# [Exercise input]

<<<<

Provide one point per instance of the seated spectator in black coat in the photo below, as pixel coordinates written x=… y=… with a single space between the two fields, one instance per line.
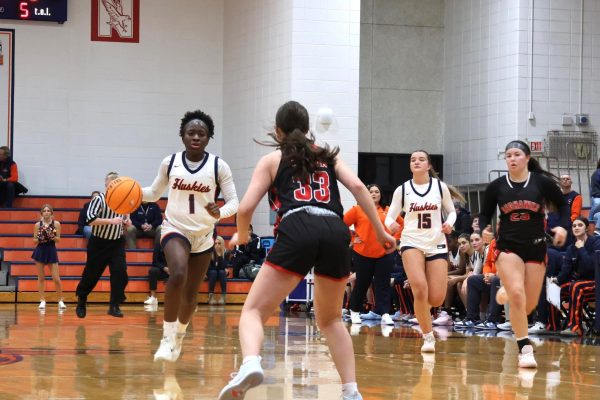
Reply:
x=243 y=254
x=145 y=222
x=158 y=271
x=577 y=275
x=82 y=226
x=9 y=179
x=217 y=271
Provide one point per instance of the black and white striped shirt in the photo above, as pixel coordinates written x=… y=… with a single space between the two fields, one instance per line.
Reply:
x=99 y=209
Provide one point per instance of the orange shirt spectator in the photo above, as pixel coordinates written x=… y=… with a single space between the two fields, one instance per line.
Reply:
x=365 y=241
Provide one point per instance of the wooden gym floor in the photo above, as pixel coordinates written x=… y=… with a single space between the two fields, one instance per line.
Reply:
x=58 y=356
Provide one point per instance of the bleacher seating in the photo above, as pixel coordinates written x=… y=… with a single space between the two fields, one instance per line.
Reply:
x=18 y=275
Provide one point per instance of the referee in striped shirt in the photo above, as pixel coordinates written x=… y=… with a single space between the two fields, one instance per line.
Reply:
x=105 y=247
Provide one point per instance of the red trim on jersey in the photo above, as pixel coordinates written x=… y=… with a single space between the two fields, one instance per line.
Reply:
x=282 y=269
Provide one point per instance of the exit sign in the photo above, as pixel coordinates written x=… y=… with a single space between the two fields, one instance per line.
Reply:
x=537 y=147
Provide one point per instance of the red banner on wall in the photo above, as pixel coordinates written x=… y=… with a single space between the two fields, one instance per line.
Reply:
x=116 y=21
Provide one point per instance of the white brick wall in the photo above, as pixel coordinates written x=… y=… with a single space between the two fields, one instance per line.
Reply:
x=481 y=86
x=275 y=51
x=488 y=77
x=83 y=108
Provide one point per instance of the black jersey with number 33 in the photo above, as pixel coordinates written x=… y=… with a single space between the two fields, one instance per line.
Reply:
x=522 y=208
x=321 y=190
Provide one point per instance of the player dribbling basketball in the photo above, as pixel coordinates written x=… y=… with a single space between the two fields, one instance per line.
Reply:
x=194 y=178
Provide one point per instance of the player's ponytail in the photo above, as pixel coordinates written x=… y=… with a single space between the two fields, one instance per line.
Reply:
x=297 y=144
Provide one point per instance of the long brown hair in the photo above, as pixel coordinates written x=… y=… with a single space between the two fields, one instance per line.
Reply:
x=297 y=143
x=533 y=165
x=433 y=173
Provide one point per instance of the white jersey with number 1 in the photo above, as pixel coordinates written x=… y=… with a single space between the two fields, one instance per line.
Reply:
x=191 y=187
x=423 y=219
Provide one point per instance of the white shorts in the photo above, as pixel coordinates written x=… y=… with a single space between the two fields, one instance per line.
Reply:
x=431 y=250
x=199 y=242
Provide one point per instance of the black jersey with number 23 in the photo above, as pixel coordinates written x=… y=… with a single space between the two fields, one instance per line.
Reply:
x=522 y=208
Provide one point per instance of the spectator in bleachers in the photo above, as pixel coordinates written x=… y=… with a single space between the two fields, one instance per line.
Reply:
x=595 y=192
x=46 y=233
x=371 y=263
x=546 y=318
x=158 y=271
x=145 y=222
x=246 y=253
x=475 y=224
x=455 y=276
x=574 y=200
x=9 y=179
x=577 y=275
x=476 y=260
x=463 y=219
x=479 y=284
x=453 y=251
x=217 y=271
x=83 y=228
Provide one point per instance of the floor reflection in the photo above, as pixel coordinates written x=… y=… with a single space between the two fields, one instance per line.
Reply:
x=51 y=355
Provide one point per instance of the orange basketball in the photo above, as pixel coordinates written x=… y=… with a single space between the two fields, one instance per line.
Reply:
x=124 y=195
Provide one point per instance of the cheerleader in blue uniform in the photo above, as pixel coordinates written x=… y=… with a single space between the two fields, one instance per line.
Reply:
x=46 y=233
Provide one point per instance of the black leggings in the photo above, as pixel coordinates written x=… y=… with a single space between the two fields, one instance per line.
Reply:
x=213 y=275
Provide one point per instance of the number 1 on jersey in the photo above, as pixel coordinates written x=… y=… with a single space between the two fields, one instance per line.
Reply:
x=192 y=204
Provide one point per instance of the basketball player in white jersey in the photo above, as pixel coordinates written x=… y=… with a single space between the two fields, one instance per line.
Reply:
x=194 y=178
x=423 y=244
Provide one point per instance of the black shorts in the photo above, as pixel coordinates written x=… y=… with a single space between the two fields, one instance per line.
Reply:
x=532 y=253
x=305 y=240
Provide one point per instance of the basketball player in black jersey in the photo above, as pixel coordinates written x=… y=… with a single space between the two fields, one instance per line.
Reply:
x=522 y=196
x=302 y=182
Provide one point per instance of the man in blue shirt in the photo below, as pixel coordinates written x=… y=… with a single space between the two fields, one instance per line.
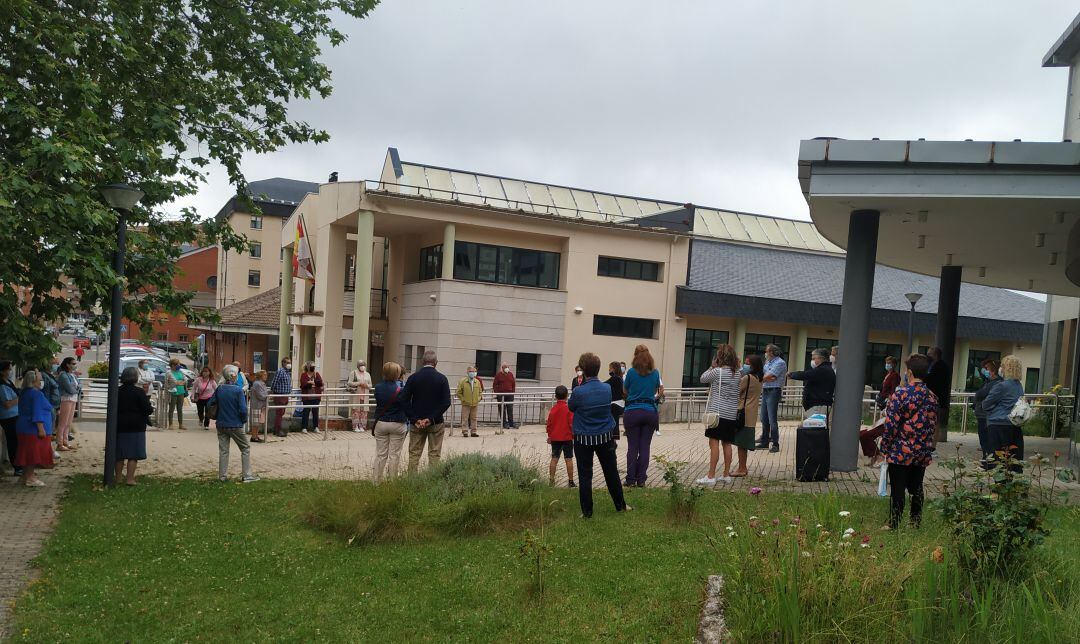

>>>>

# [Work to be completed]
Reproduce the listing exactly, but omit every picture in it.

# [Your response]
Provide one point per instance of the seated spectator in black coat in the photo below, as pixel coordinates written x=… y=… with a single space between the two fields, one instance per line.
Reply:
x=243 y=254
x=145 y=222
x=158 y=271
x=577 y=275
x=82 y=226
x=9 y=179
x=217 y=271
Provide one point per instance of the black and white striped shirt in the photo above, as pixel coordinates written x=… y=… with a single space between the two fields, one instance per line.
Reply:
x=99 y=209
Provide one point per instance of the orange shirt spectator in the photo above, as pixel coordinates written x=… y=… with a single space between the two fields, one instance per line.
Reply:
x=365 y=241
Provide one point per instance of the wooden gym floor in the photo above, as pixel coordinates written x=… y=… with a single space between the two fields, one instance per line.
Reply:
x=58 y=356
Provide one point per instance of the bleacher seating in the photo above, as pixel coordinates written x=… y=… with a single space between the two fields, one instance per line.
Reply:
x=18 y=275
Provide one point per instance of the referee in striped shirt in the photo above, as pixel coordinates written x=… y=… with a single space between the two fields, one instance per line.
Reply:
x=105 y=247
Provide one point per instance of the red trim on jersey in the photo above, as pixel coordinates written x=… y=… with a single space between the two fields, one instance per line.
Reply:
x=282 y=269
Provide one point per instance of the exit sign in the photo above, as pixel coordinates written x=… y=… with a single space between the two fields, one instance per line.
Reply:
x=537 y=147
Provide one point per instance of the red banner on wall in the photo above, as pixel coordinates written x=… y=… with a single space between the two fields, one instance per line.
Reply:
x=116 y=21
Provide one point per instance of the white brick wall in the photo above, as pixel coordinates written x=… y=… with a single space between the two fields, one instance per line.
Reply:
x=481 y=86
x=275 y=51
x=488 y=77
x=83 y=108
Provide one point per instance of the black jersey with number 33 in the photo above, as pixel coordinates written x=… y=… with a single space between the two fields, one instance per line.
Reply:
x=522 y=208
x=321 y=190
Provide one point per instance of the player dribbling basketball in the photo above, as pixel coordinates written x=… y=… with a single space between the two fields, one instance per line.
Reply:
x=194 y=178
Provide one point per instance of the player's ponytail in the photo above, as pixel coordinates written x=… y=… with a single space between the two fields, one instance per line.
Reply:
x=297 y=144
Provide one point per instance of the long brown hair in the photo above, as pixel coordinates written x=… y=… with a single space between the two fields, one instance per line.
Reply:
x=297 y=143
x=533 y=165
x=433 y=173
Provide one point per instance of the white jersey with number 1 in the photo above, as pixel coordinates written x=… y=… with a single space between the two fields, one instance per line.
Reply:
x=191 y=187
x=423 y=219
Provide one point per instance of the white shorts in the photo above, as pixel coordinates written x=… y=… with a single space between the two fields, one instance per line.
Reply:
x=431 y=250
x=199 y=242
Provide one point per instance of the black jersey with number 23 in the photo above, as pixel coordinates written x=… y=… with a single space between the two fields, one instance per line.
Reply:
x=522 y=208
Provide one point per instance of the spectator in bleachers in the photo above, as pixel coordinates written x=… y=… with a single space between the two fields, one instance per line.
Reply:
x=595 y=192
x=46 y=233
x=371 y=263
x=546 y=318
x=158 y=271
x=145 y=222
x=246 y=253
x=475 y=224
x=455 y=276
x=574 y=200
x=9 y=179
x=577 y=275
x=476 y=260
x=463 y=219
x=479 y=284
x=453 y=251
x=217 y=271
x=83 y=228
Provide one point per instance of the floor reflection in the photo above, as pixel coordinates written x=… y=… with a single space between the two fields, one instance per line.
Reply:
x=51 y=355
Provide one point per instance of the orange basketball in the photo above, as pixel coordinates written x=… y=… with a single space between the two fields, one instance per line.
Reply:
x=124 y=195
Provide one point per instance of the cheerleader in blue uniform in the photo above, as pixel coordinates written x=… y=… with a single space between the two fields, one instance per line.
Reply:
x=46 y=233
Provide one point per instance of the black leggings in the photo above, as pixel coordinates written x=… y=… with a single space between the two fields, one instance per line.
Reply:
x=213 y=275
Provide one point per instance of the number 1 on jersey in the photo above, as pixel coordinates written x=… y=… with a single space between the two fields, one instance per line.
Reply:
x=192 y=204
Provide one point per instance of the basketball player in white jersey in the photo above, as pixel coordinates written x=… y=… with a single space between the two fields, one instance per line.
Reply:
x=194 y=178
x=423 y=244
Provide one point per instance of the black shorts in the photo above, as pixel coordinates written x=… y=… with a single space between the two fields, one instance per line.
Reply:
x=532 y=253
x=305 y=240
Provide one point per instance of the basketball player in black jersey in the photo above, as pixel coordinates written x=… y=… with a single space between the two fields, one instance per line.
Reply:
x=522 y=196
x=302 y=182
Provide one point per instance of the man in blue shirt in the photo below, as pixel coordinates written x=… y=… with a single space between the two fields, one instance per line.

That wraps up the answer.